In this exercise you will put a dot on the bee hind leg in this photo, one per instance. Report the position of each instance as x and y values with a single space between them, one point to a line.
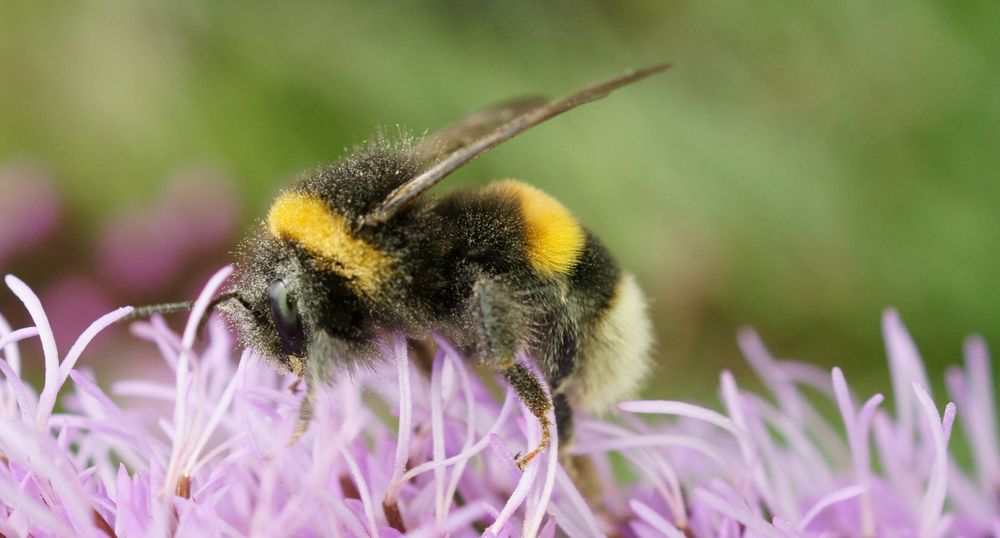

☆ ☆ ☆ ☆

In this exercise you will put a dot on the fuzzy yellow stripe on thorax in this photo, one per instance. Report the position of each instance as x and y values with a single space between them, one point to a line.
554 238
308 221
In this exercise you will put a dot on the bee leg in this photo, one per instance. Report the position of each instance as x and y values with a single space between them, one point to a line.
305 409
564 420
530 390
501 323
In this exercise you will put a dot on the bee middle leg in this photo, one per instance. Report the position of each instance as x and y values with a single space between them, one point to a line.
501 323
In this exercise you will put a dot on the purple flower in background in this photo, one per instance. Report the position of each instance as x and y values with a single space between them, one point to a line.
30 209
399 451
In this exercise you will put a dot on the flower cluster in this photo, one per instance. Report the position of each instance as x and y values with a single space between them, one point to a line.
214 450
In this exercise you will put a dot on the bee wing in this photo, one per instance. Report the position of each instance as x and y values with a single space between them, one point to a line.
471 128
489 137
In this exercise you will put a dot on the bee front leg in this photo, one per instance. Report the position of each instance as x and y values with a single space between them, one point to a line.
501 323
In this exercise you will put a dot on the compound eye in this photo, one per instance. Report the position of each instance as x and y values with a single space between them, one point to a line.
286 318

☆ ☆ ☆ ☆

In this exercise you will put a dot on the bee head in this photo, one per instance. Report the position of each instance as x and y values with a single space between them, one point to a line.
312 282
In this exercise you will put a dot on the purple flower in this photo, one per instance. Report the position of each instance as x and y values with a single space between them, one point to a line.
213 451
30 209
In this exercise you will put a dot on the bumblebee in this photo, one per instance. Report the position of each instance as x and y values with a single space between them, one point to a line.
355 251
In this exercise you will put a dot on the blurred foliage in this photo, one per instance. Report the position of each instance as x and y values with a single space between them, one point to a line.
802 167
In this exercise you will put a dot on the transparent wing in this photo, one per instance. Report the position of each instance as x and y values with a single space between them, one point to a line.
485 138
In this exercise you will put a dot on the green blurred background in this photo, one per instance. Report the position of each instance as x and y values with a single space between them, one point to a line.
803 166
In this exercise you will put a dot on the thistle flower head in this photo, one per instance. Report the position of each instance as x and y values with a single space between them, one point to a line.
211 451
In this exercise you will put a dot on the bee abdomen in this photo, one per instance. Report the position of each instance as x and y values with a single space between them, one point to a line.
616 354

☆ ☆ ☆ ☆

▶ **YOUR GOAL**: Count how many lines of the records above contain the word "blurred", matching case exactly, and give only that number.

▶ **ANSWER TO THIS PROBLEM**: 2